WHAT THE TASK REQUIRES
Pull out every line in the entries below that contains the word "grassy", and copy each of those lines in full.

Source data:
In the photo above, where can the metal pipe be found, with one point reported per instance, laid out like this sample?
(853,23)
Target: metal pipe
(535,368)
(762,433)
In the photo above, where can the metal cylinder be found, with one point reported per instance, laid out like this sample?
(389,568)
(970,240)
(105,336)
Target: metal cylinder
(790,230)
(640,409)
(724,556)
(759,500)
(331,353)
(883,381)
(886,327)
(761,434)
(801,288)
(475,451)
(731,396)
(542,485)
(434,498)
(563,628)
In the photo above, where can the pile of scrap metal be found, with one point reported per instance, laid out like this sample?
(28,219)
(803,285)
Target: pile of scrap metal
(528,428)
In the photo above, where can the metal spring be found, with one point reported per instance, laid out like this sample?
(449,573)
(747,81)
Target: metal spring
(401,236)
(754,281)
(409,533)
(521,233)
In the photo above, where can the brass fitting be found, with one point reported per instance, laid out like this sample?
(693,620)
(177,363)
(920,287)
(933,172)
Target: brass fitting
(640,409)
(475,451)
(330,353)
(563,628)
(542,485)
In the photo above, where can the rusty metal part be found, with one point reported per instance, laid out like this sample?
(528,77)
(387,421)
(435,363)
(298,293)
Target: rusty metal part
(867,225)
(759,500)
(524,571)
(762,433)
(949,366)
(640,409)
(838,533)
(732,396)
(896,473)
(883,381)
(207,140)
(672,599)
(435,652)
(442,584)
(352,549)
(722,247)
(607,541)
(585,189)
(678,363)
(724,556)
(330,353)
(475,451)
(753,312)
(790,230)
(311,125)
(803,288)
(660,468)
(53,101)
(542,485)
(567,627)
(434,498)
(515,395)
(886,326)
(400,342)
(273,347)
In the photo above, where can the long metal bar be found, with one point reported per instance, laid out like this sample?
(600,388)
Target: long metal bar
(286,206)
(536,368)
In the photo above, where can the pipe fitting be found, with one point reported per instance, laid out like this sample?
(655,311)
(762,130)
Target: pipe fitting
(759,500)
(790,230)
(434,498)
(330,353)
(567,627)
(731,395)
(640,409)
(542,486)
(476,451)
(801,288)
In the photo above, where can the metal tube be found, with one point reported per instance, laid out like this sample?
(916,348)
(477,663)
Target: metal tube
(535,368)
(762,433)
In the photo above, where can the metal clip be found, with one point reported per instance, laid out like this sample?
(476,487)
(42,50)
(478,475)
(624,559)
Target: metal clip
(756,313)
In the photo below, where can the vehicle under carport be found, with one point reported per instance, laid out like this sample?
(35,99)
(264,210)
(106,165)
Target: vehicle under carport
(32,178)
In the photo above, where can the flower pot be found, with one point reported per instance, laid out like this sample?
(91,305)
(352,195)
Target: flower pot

==

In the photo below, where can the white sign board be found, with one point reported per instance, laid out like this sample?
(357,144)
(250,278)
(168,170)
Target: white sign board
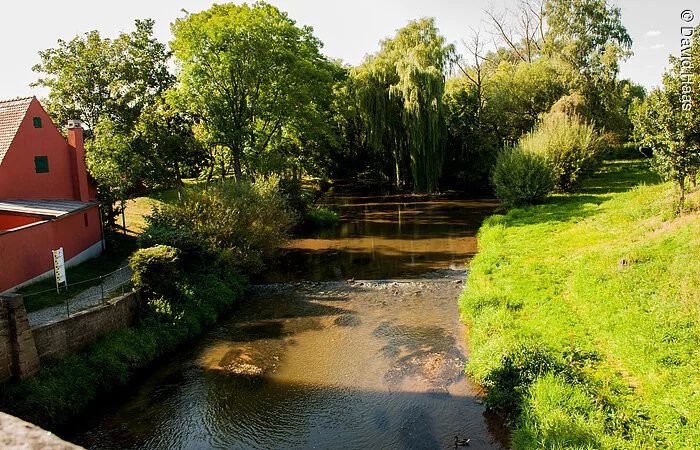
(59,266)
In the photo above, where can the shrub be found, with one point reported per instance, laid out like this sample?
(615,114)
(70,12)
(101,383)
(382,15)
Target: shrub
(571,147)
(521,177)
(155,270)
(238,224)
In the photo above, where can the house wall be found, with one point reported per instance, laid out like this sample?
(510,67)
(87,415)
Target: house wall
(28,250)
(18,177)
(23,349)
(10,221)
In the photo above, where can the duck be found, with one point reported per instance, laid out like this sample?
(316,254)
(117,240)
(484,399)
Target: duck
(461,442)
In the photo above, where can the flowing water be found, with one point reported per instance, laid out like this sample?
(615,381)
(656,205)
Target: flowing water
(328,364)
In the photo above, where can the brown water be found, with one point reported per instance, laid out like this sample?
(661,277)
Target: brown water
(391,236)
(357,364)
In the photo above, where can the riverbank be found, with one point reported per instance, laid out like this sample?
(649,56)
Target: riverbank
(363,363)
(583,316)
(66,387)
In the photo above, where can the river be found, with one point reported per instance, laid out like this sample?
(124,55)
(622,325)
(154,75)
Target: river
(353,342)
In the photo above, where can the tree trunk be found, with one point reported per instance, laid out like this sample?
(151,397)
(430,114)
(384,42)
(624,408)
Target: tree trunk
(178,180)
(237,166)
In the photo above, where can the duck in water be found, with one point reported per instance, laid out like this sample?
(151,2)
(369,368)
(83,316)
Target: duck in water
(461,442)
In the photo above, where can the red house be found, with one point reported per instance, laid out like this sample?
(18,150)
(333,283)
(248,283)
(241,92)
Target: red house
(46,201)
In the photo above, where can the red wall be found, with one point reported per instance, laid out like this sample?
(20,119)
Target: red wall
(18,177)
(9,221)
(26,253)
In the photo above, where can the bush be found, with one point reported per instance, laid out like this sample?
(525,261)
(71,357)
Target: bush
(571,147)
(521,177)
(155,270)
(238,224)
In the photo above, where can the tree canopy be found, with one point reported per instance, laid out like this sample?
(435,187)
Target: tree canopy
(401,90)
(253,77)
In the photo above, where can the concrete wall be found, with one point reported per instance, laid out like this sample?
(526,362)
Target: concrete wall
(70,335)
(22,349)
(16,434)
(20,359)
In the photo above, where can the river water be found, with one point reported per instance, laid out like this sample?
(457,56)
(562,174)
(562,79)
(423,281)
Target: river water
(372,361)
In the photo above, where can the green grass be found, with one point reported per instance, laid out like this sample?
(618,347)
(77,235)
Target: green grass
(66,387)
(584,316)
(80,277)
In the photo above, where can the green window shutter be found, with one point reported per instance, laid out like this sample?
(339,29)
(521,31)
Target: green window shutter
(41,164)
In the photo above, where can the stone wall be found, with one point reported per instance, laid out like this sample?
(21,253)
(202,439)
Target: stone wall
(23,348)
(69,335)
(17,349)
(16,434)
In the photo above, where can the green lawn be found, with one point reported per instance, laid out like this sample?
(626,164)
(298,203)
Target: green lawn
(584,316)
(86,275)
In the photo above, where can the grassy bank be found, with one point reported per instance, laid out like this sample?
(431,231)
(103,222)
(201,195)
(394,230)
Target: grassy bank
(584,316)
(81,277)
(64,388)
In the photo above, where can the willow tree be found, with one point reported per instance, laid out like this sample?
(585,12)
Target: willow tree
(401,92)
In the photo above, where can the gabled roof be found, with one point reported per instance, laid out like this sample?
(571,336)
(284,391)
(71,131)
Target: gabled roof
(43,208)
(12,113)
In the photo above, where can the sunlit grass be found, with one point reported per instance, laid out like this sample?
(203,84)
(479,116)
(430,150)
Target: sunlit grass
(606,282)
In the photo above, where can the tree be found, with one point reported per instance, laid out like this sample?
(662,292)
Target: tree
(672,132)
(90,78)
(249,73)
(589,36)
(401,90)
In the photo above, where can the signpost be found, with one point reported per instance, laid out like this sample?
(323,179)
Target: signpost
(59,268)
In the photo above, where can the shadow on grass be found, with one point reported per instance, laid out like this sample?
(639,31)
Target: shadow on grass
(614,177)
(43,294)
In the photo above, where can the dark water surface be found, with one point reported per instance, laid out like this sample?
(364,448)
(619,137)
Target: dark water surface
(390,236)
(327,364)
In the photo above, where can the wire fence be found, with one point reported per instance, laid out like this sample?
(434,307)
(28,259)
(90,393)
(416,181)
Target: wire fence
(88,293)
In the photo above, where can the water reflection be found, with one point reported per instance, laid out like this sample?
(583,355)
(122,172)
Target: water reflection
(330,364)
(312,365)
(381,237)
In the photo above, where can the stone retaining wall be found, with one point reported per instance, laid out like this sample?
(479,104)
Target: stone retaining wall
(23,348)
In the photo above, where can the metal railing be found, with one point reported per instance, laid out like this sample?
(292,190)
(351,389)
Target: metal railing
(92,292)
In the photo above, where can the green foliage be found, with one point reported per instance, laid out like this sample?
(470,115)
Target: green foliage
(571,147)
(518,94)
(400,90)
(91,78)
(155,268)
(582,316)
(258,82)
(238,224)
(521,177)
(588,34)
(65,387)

COMPLETED TASK
In the photo above, where can the grassy bank be found, with one point reported per instance, laid out like this sample?
Target: grassy bank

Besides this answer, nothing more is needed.